Quoted passage:
━━━━━━━━━━━━━━━━

For MVTecAD the corresponding result are in Table 1, Table 2 and Table 3. In Table 1 we observe that PatchCore is the winning approach followed by RD when using ImageNet as they both solve 7 of the 15 sub-datasets. When using Fractals, CutPaste solves 7 of the 15 classes achieving the highest average image-level AUROC of 80.9%. For some classes Fractals surpass the performance of ImageNet: grid when using CutPaste and PANDA, wood with FastFlow and toothbrush with C-Flow, PaDiM, RD and CutPaste. In Table 2 we can see that PatchCore reaches the highest pixel-level AUROC for both ImageNet and Fractals, followed by PaDiM. When using the AUPRO, Fractals’ performance drops. As shown in Table 3, C-Flow is the method that has the biggest drop in localization performance when compared with the results in Table 2. PaDiM reaches the highest AUPRO of 68.9%. Note that the AUPRO metric with the carpet class for the FastFlow pre-trained with ImageNet is missing. Anomalib [36], the repository used for the evaluation, led to the invalid score of 1.21, thus, we did not report any value. For VisA the corresponding result Tables are Table 4, Table 5 and Table 6. As shown in Table 4 when using Fractals, PatchCore reached the best score of 80.4% followed by CutPaste with 79.2%. We have some cases where Fractals surpass ImageNet results: capsules with PatchCore and PANDA, macaroni2 with CutPaste and PANDA, pcb1 with PaDiM and CutPaste, and for pcb2 with PatchCore, PaDiM and CutPaste. Table 5 shows the pixel-level AUROC. For ImageNet the best approach is RD while for Fractals it is PatchCore. On average the pixel-level performance differs around 11% between ImageNet and Fractals. Here, too, using the AUPRO metric results in a performance drop as shown in Table 6.

Overall for both datasets is clear that memory-based methods seem to be the more suitable when using Fractals, while flow-based methods are the ones with the lowest performance. CutPaste works well with fractals reaching the first position on MVTecAD and the second on VisA. For ImageNet the best results remain between teacher-student and memory-based methods. With the AUROC metric, using fractal images leads to promising results both at the image and pixel level. The performance drops when using AUPRO, indicating that small defects are not well localized. Meanwhile, ImageNet weights can maintain good performance across all metrics.

5.1. Comparison between Object Categories

For MVTecAD the 15 sub-datasets can be grouped into textures (carpet, grid, leather, tile, wood) and objects (bottle, cable, capsule, hazelnut, metal_nut, pill, screw, toothbrush, transistor, zipper). For VisA the 12 sub-classes are grouped into pcb (pcb1, pcb2, pcb3, pcb4), images with multi-instance in a view multi-in (candle, capsules, macaroni1, macaroni2) and image with single-instance in a view single-in (cashew, chewinggum, fryum, pipe_fryum). In Figure 5 we can see a qualitative visualization of the image-level AUROC accuracy group by object categories. Focusing on MVTecAD ImageNet leads to good performance for both textures in blue and objects in red for all the methods. The larger blue area shows a higher performance for the texture category. Also with Fractals, we have the same behaviour except for RD and PANDA with objects having respectively +1.9% and +0.7% compared to textures. The bigger difference between textures and objects can be seen for flow-based methods with +7.2% and +6% for FastFlow and C-Flow. With VisA, all methods underperform, for both ImageNet and Fractals, for the multi-in category. Our intuition is that this behaviour is more method-related rather than weight-related. The proposed methods are specialised to perform well on MVTecAD which is composed of images with single objects in a view. For ImageNet pcb and sinle-in have comparable performance, while for Fractals the results are quite variable.

━━━━━━━━━━━━━━━━

Data extract:
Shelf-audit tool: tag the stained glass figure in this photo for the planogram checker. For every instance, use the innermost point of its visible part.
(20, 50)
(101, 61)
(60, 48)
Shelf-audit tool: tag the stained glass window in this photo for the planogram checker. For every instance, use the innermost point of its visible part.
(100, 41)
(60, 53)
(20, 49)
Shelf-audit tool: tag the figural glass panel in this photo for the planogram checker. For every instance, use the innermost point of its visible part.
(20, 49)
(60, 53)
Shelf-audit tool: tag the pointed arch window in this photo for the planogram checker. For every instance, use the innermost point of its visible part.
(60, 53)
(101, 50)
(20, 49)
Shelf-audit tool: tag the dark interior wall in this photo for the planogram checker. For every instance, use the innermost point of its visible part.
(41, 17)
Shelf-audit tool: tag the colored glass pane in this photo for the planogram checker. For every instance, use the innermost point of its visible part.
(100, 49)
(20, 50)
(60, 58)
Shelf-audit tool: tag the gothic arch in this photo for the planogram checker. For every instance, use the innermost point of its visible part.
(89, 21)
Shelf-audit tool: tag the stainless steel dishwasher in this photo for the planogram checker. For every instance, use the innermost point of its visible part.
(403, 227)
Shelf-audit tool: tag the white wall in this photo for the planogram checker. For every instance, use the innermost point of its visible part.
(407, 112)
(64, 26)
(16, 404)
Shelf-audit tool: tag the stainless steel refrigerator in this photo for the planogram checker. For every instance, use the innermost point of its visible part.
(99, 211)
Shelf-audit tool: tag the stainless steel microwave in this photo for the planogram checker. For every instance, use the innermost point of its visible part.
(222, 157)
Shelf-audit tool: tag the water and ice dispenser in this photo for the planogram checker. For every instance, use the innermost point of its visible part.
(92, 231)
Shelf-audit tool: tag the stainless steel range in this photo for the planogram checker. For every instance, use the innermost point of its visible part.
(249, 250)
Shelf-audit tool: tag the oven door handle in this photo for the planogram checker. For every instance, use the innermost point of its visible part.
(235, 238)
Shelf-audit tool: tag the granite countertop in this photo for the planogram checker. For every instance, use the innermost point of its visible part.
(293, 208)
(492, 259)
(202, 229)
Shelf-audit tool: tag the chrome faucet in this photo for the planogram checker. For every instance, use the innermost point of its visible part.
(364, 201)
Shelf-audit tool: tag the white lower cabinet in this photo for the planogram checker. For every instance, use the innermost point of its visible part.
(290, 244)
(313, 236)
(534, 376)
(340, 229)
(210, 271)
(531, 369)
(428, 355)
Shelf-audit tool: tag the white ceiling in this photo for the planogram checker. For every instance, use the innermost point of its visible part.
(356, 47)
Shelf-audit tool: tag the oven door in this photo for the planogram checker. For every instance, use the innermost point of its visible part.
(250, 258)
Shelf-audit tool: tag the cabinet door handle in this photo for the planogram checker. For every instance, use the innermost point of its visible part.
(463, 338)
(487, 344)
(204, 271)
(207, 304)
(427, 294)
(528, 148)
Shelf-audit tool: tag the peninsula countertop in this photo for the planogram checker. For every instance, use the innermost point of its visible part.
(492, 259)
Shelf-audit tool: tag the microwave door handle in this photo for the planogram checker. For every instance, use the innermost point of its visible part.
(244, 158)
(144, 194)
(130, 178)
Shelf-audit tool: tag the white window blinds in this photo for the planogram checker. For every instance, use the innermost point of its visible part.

━━━━━━━━━━━━━━━━

Goal of the exercise: Transcribe the passage on fractal versus ImageNet pre-training from "Overall for both" to "across all metrics.".

Result of the task:
Overall for both datasets is clear that memory-based methods seem to be the more suitable when using Fractals, while flow-based methods are the ones with the lowest performance. CutPaste works well with fractals reaching the first position on MVTecAD and the second on VisA. For ImageNet the best results remain between teacher-student and memory-based methods. With the AUROC metric, using fractal images leads to promising results both at the image and pixel level. The performance drops when using AUPRO, indicating that small defects are not well localized. Meanwhile, ImageNet weights can maintain good performance across all metrics.